Text passage:
---

Migrated to Yarn v2
Posted on October 22, 2020 with 833 words.
I am very meticulous when it comes to updates and I make sure that I update to the latest available version because there might be critical bug fixes and/or performance improvements. But the downside is, it’s not nice to have the latest version when it breaks stuff, just like when I first fiddled with Yarn v2.
The new version of Yarn introduced Plug n' Play where instead of having
node_modules in your project, which is a notorious bloat in your project, you can have a cache of your dependencies and can be resolved via the
.pnp.js file. This is a great feature because depending on how many dependencies you have, you can have around 30-50 Mb cache folder compared to around 180-250 Mb
node_modules folder. It also leverages the ability to have Zero Install because you download the cache of your dependencies, you can install them even without an internet connection.
The problem is, not all modules support PnP yet and it is expected that most project will have errors, mostly in the resolution of where you dependencies are located. A good example for this scenario is Webpack. Versions 4 and below will need a plugin called
pnp-webpack-plugin so that your loaders and plugins can resolve via PnP.

---

Task set:
A. Translate this sentence from the Yarn v2 post into Spanish: "A good example for this scenario is Webpack."
B. For each statement, say yes or no according to the Yarn v2 post, and quote the words of the post that settle it.
(i) With Plug n' Play, the dependency cache folder can be around 30-50 Mb.
(ii) Every module already supports PnP.
(iii) Zero Install lets you install dependencies without an internet connection.
C. Continue the Yarn v2 post from its last sentence.

---

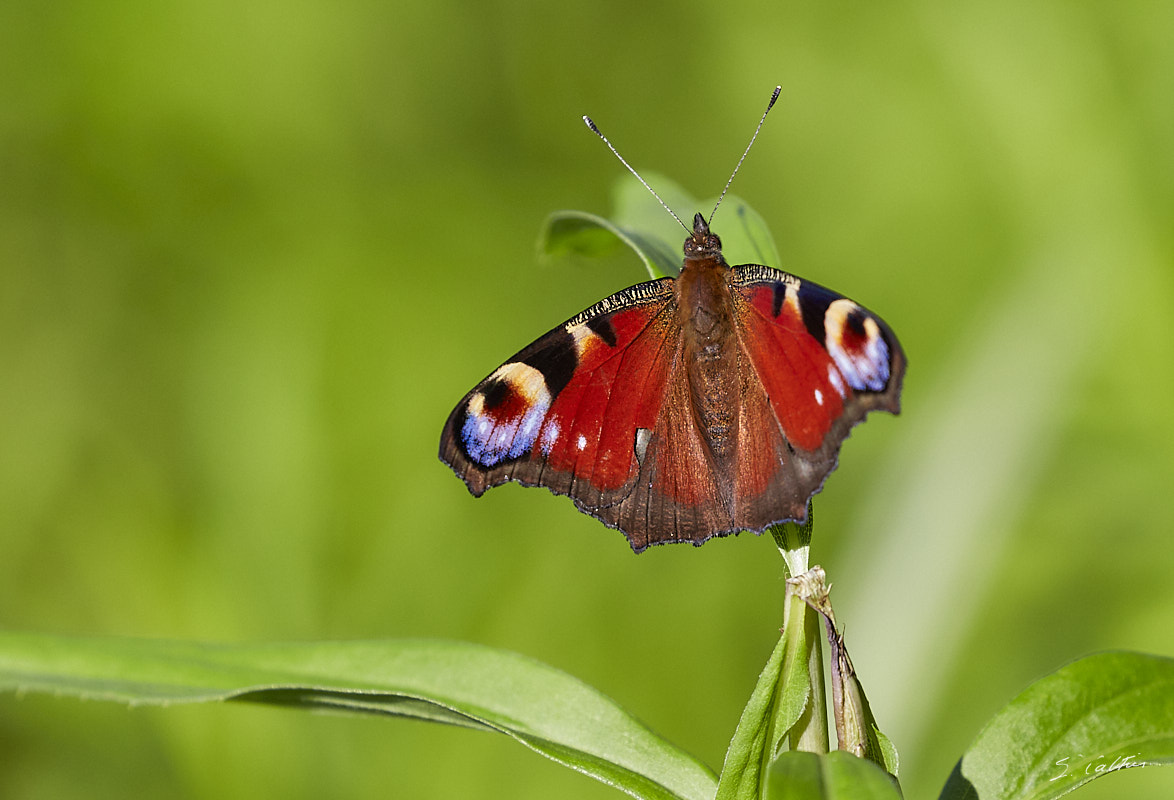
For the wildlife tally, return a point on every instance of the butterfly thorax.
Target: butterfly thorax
(706, 314)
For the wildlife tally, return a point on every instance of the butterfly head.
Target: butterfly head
(702, 244)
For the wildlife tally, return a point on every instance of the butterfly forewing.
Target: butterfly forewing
(565, 411)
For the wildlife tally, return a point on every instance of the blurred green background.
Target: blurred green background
(252, 254)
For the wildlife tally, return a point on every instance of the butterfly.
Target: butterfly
(681, 409)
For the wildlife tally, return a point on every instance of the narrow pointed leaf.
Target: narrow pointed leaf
(440, 681)
(1095, 716)
(639, 221)
(750, 748)
(837, 775)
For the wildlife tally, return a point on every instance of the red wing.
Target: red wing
(565, 411)
(816, 364)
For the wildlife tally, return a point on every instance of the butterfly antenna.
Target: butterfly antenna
(769, 106)
(642, 181)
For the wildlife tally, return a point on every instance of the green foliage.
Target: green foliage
(439, 681)
(1094, 717)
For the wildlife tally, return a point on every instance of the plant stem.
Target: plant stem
(801, 627)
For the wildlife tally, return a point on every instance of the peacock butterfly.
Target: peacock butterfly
(687, 408)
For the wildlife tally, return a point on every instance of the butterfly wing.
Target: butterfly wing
(565, 412)
(815, 364)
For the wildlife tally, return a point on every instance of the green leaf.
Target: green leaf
(1095, 716)
(640, 222)
(837, 775)
(780, 700)
(440, 681)
(750, 748)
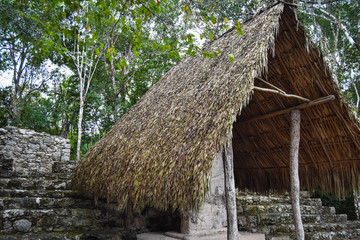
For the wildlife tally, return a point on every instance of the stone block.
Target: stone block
(212, 214)
(22, 225)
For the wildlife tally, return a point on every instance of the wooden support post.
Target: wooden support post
(294, 173)
(128, 213)
(232, 227)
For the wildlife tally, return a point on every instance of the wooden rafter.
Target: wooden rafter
(287, 110)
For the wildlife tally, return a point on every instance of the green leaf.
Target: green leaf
(238, 28)
(231, 57)
(213, 19)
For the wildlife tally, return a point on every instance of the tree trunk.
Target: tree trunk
(81, 113)
(232, 228)
(294, 173)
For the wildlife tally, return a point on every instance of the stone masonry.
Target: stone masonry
(211, 217)
(37, 202)
(26, 151)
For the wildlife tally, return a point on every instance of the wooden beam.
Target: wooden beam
(230, 195)
(294, 173)
(336, 110)
(282, 93)
(287, 110)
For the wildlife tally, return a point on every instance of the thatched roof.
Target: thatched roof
(160, 153)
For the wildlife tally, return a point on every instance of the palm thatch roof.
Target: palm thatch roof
(161, 152)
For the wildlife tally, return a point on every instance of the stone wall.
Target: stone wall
(36, 197)
(211, 217)
(26, 151)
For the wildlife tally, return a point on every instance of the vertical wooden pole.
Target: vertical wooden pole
(232, 227)
(294, 173)
(128, 213)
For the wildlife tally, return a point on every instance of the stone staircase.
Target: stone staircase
(272, 215)
(42, 206)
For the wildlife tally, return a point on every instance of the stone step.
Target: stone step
(20, 193)
(339, 235)
(272, 200)
(309, 228)
(104, 234)
(286, 218)
(51, 176)
(44, 203)
(283, 208)
(39, 183)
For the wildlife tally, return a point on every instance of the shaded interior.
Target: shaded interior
(329, 150)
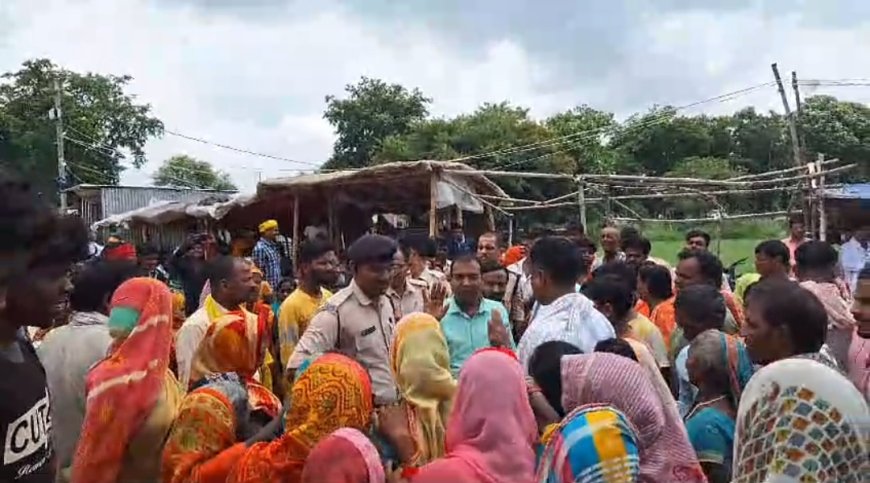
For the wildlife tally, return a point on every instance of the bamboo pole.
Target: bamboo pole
(561, 198)
(653, 180)
(823, 216)
(684, 194)
(330, 222)
(510, 174)
(508, 199)
(474, 195)
(296, 241)
(541, 207)
(779, 171)
(490, 218)
(581, 203)
(744, 216)
(433, 208)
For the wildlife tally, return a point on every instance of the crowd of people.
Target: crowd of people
(543, 362)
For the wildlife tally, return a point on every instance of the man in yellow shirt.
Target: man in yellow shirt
(318, 266)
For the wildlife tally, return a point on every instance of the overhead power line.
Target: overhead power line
(239, 150)
(653, 121)
(571, 138)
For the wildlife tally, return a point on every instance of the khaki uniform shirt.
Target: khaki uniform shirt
(358, 326)
(429, 278)
(409, 302)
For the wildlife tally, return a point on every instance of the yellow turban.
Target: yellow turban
(268, 225)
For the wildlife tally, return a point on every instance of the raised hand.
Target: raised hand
(498, 336)
(434, 300)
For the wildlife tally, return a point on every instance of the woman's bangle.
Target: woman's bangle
(409, 472)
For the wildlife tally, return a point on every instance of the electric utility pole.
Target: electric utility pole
(61, 162)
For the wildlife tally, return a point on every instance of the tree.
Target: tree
(99, 119)
(838, 129)
(657, 140)
(373, 111)
(698, 167)
(184, 171)
(583, 132)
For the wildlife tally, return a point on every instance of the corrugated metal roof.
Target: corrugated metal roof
(121, 199)
(857, 191)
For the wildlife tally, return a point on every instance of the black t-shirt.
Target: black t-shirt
(25, 419)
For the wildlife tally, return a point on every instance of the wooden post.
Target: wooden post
(581, 202)
(511, 231)
(823, 216)
(330, 216)
(433, 206)
(490, 218)
(296, 241)
(795, 142)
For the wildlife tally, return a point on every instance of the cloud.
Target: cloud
(254, 74)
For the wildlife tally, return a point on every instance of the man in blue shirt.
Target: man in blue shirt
(267, 253)
(457, 244)
(472, 322)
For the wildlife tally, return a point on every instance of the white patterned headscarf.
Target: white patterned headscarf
(800, 420)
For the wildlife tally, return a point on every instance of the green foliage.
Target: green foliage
(838, 129)
(381, 123)
(183, 171)
(373, 111)
(587, 150)
(97, 114)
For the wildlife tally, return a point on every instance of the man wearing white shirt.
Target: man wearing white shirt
(562, 313)
(854, 255)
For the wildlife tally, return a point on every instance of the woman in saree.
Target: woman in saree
(269, 374)
(800, 420)
(491, 432)
(132, 396)
(720, 368)
(593, 444)
(345, 456)
(421, 367)
(602, 378)
(334, 392)
(237, 342)
(202, 447)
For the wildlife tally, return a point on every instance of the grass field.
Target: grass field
(730, 251)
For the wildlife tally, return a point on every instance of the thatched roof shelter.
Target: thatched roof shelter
(390, 187)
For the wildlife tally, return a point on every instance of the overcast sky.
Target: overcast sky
(253, 73)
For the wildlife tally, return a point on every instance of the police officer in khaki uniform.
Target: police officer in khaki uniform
(406, 297)
(359, 319)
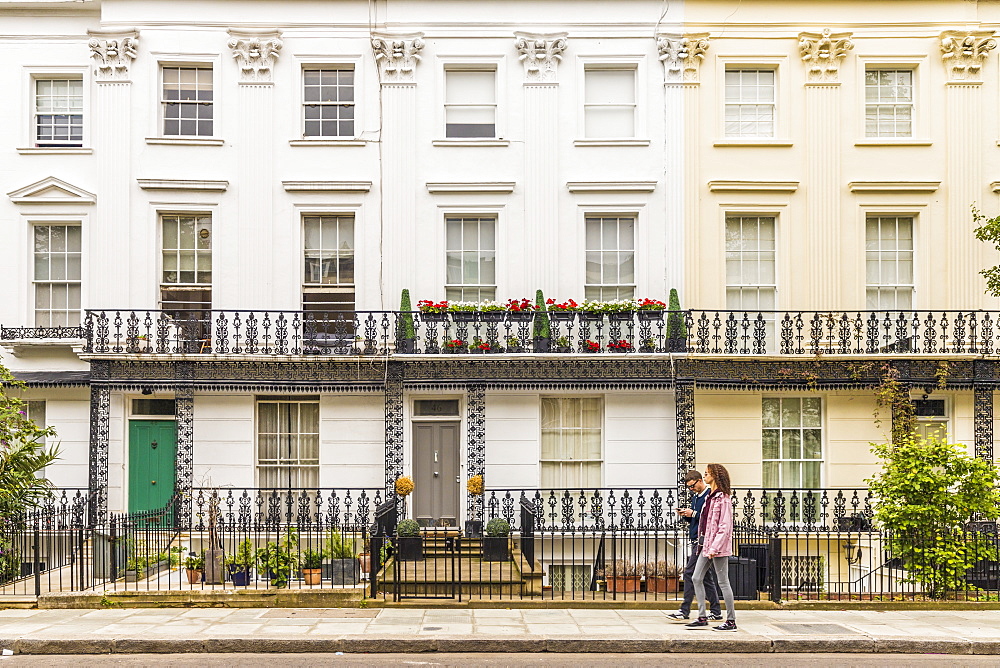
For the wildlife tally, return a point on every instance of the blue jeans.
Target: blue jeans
(712, 588)
(721, 565)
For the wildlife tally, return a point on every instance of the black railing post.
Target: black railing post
(774, 566)
(37, 565)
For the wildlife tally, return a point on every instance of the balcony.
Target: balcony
(710, 333)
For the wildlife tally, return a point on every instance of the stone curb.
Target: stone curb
(727, 643)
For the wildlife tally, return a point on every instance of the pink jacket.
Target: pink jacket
(717, 526)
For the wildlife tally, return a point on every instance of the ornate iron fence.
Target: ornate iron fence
(360, 333)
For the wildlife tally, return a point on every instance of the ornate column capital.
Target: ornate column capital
(540, 54)
(397, 56)
(113, 53)
(822, 53)
(681, 56)
(964, 52)
(255, 53)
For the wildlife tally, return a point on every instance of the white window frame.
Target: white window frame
(604, 435)
(155, 73)
(913, 259)
(496, 62)
(496, 254)
(596, 213)
(49, 221)
(921, 99)
(498, 211)
(614, 62)
(289, 399)
(824, 449)
(329, 288)
(308, 62)
(782, 99)
(32, 74)
(912, 103)
(921, 222)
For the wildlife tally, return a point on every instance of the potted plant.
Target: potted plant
(433, 311)
(312, 566)
(464, 311)
(650, 309)
(520, 310)
(663, 577)
(409, 542)
(496, 542)
(476, 486)
(491, 311)
(622, 576)
(344, 567)
(406, 337)
(240, 565)
(542, 333)
(561, 311)
(676, 329)
(194, 566)
(280, 558)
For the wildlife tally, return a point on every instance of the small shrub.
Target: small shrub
(408, 529)
(497, 528)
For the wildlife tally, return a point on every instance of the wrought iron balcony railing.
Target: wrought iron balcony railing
(655, 509)
(703, 332)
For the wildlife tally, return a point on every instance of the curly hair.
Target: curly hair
(720, 477)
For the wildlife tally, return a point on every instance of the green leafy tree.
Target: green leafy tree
(927, 491)
(541, 317)
(23, 454)
(404, 325)
(988, 230)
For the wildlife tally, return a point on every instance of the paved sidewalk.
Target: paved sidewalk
(176, 630)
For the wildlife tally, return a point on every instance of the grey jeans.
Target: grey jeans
(721, 565)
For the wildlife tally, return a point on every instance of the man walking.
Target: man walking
(691, 515)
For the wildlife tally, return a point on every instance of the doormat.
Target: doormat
(806, 629)
(322, 613)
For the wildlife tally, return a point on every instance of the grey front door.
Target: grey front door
(436, 473)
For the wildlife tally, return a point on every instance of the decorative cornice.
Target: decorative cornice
(964, 52)
(540, 54)
(753, 186)
(822, 53)
(611, 186)
(51, 190)
(893, 186)
(326, 186)
(397, 56)
(255, 53)
(681, 56)
(190, 185)
(113, 53)
(492, 187)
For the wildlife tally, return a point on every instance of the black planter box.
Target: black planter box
(496, 548)
(342, 571)
(410, 548)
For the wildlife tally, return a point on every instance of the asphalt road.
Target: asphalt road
(466, 660)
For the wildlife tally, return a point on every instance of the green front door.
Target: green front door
(152, 463)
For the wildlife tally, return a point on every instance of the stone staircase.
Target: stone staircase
(449, 571)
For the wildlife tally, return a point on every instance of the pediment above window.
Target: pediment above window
(52, 191)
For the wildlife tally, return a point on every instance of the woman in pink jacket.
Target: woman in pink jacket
(715, 536)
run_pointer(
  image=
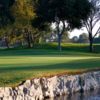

---

Responses by item number:
A. Un buen ejemplo de este escenario es Webpack.

B.
(i) Yes: "you can have around 30-50 Mb cache folder compared to around 180-250 Mb"
(ii) No: "not all modules support PnP yet"
(iii) Yes: "you can install them even without an internet connection"

C.
Aside from apps, editors like VS Code will need to have the sdk so that it could locate your linting dependencies via PnP.
So, I abandoned it for a while until this month when Webpack released v5. At this time, I was thinking that if I’m going to upgrade to the latest Webpack, I might as well upgrade to the latest Yarn. I’ll bite the bullet and figure out how to make them work. There was an announcement by Arcanis, the lead developer of Yarn, before that once they release Yarn v2, Yarn v1 will be in maintenance mode.
When I started coding, the biggest caveat I had before was to fiddle it directly on my working branch which is a careless thing to do. Once I messed up the working branch, it would be impossible for me to merge it with the main branch which will force me to delete the repository and start all over again. I’ve learned my lesson and created new branches for experimental things. Locally, I’ve set up folders so that I could differentiate the experimental ones from the working ones.
For the migration, I’ve set up 2 different folders. One for Webpack v5 while the other one was for Yarn v2. While Webpack updated their documentation for the new Webpack, I was still confused on how to properly configure it.
nodeLinker: "node-modules" in
.yarnrc.yml until you are ready to use PnP.
That was it!
I tried it on my experimental Yarn folder and everything was working just like in Yarn v1. I was still using the latest version of Webpack v4 when I migrated to Yarn v2. Although I can’t take advantage of PnP just yet, at least I can get the new commands and the speed of it.
What I learned from this migration:
1. They are not forcing you to update immediately
They stopped distributing Yarn globally and wants its users to upgrade on a case by case basis. You can use Yarn however you want. Not confident in using Yarn v2? No problem! You can still receive security updates from the classic Yarn. Want to be a daredevil? Go ahead, by all means! Install the new version of Yarn.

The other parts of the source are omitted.